/---
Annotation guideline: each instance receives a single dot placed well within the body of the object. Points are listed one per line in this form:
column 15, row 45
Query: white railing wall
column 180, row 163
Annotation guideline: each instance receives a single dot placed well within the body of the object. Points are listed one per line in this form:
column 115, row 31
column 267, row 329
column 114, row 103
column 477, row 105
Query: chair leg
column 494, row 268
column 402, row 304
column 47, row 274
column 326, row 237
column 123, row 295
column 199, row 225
\---
/---
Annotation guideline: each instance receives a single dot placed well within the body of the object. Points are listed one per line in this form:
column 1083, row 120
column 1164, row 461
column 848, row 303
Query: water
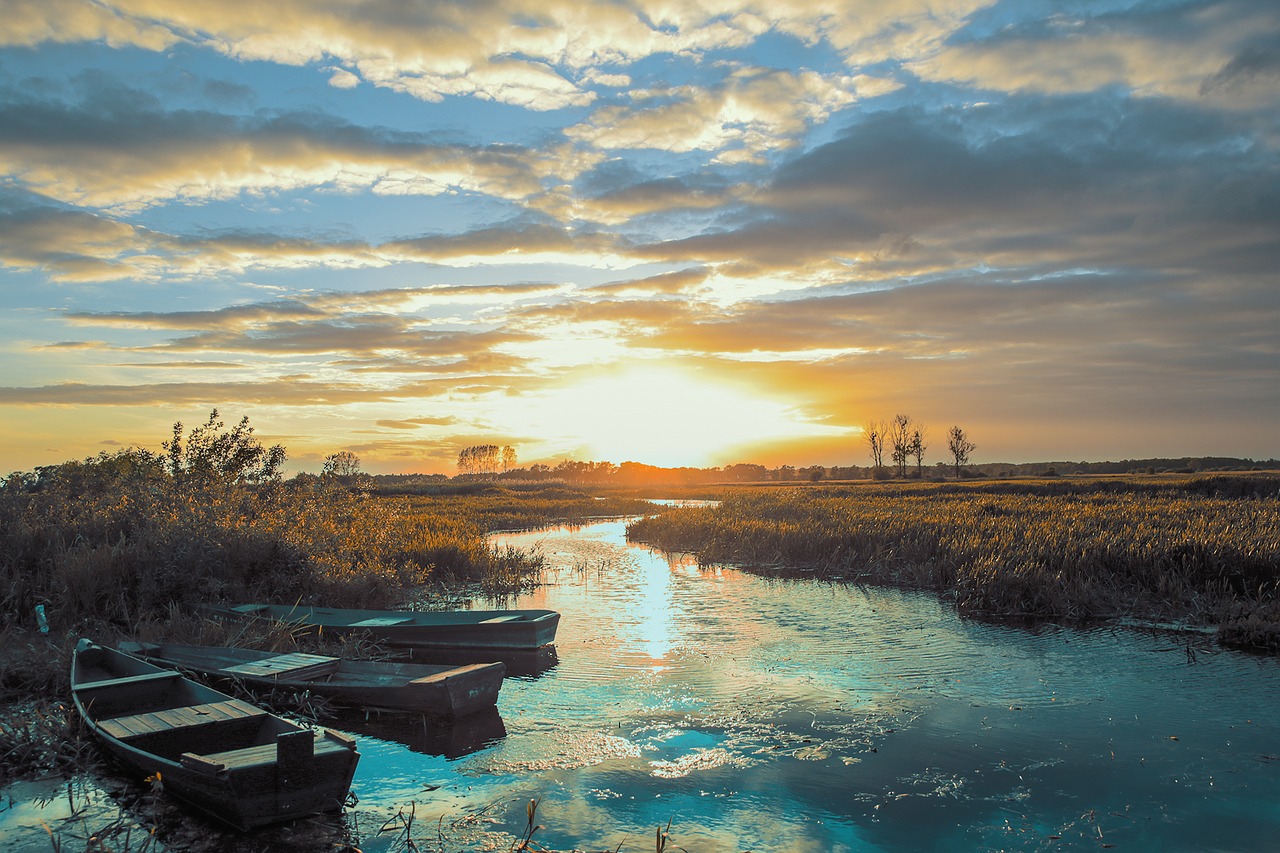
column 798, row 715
\---
/---
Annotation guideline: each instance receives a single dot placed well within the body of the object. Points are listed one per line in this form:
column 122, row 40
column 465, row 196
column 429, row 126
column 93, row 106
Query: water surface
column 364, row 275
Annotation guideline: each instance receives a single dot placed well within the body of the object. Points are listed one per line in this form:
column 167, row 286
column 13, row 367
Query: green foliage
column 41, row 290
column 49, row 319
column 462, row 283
\---
### Work request
For this task, write out exactly the lines of the entries above, starting at the line with "Query: white railing wall" and ending at the line with "column 114, row 103", both included, and no others.

### Task solution
Query: white railing wall
column 180, row 163
Annotation guideline: each instance receives a single dot placed well within the body of the object. Points are listed one per line in this form:
column 115, row 31
column 267, row 329
column 114, row 103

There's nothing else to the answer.